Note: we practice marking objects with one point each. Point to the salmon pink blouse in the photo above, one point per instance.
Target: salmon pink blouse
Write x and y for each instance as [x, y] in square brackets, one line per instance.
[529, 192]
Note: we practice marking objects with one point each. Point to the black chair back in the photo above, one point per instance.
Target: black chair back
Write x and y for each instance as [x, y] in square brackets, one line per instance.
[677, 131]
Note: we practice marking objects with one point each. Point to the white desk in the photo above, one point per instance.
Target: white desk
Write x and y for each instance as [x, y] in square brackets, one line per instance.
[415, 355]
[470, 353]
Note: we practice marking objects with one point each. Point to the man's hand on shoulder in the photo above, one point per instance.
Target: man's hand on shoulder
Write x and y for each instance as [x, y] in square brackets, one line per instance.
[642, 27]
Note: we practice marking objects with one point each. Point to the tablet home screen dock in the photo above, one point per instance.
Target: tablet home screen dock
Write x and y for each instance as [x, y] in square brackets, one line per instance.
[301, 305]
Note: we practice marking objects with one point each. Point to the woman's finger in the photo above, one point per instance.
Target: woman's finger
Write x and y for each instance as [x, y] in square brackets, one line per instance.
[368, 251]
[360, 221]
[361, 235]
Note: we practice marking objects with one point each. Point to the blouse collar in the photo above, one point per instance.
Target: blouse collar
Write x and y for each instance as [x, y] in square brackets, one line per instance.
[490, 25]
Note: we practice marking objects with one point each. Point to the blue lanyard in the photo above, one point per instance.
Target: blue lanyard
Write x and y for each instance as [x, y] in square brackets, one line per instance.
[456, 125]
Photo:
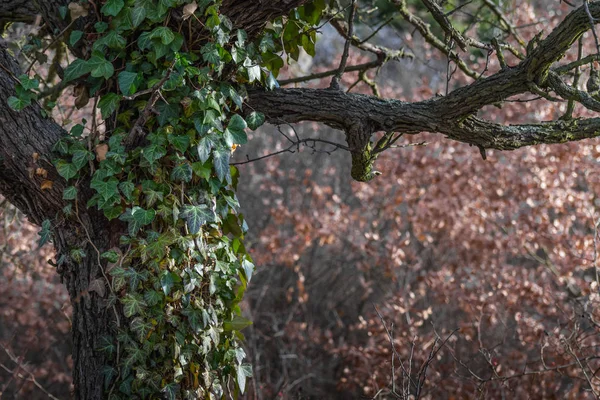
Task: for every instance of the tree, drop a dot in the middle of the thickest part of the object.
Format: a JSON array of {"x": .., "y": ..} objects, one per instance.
[{"x": 139, "y": 200}]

### WHAT TO WORK ON
Leaving all pictures aside, quote each record exactly.

### THE COMPLETED TASK
Note: we practice marking objects with one point each. Point to the salmon pink blouse in the photo above, one point per instance.
Target: salmon pink blouse
Write x and y for each instance as [x, y] in square brackets, one line per instance.
[529, 192]
Note: we practice marking objects with one point each. Point to the black chair back in the photo above, one point per instance.
Target: black chair back
Write x and y for each instance as [x, y] in square brackets, one line per instance.
[677, 131]
Note: we practice marking objects with one point each. Point to the white desk in the photo above, one point per instance.
Target: white desk
Write x and y for each instance as [x, y] in square brackets, one line per instance.
[415, 355]
[470, 353]
Note: we practice marking objects with one point each. Point to the man's hand on shoulder in the photo above, one point per instance.
Target: man's hand on shoulder
Write x and y for each instance as [x, y] in square brackets, one line per instance.
[642, 27]
Note: we practice marking objects with one point each. Point to the tablet home screen dock in the photo above, one point per instance.
Target: tablet home screen dock
Write x and y for each instance as [x, y] in square brackets, one line per instance.
[301, 305]
Note: we practice marking objects with one point each. Point to the woman's finger in the photo above, one point per instance.
Target: woman's finger
Write x and y for each instance as [x, y] in square brackets, one line per instance.
[368, 251]
[360, 221]
[361, 235]
Note: we practice marking objects with one point each. Point to the blouse collar in the photo above, one point per instance.
Target: blouse collar
Write x and y for each instance as [x, y] in square brackets, one line per instance.
[490, 25]
Note: we practice marking objects with one point each. Point to the blue lanyard in the photo above, one point per instance.
Target: blue lanyard
Write x and y for each instance as [x, y] in square brackets, one line per instance.
[456, 125]
Photo:
Task: for every instance of the tree, drop a dot in the middle of the thickest part of the object.
Format: a JSON array of {"x": .., "y": ..} objects, one per instance.
[{"x": 139, "y": 200}]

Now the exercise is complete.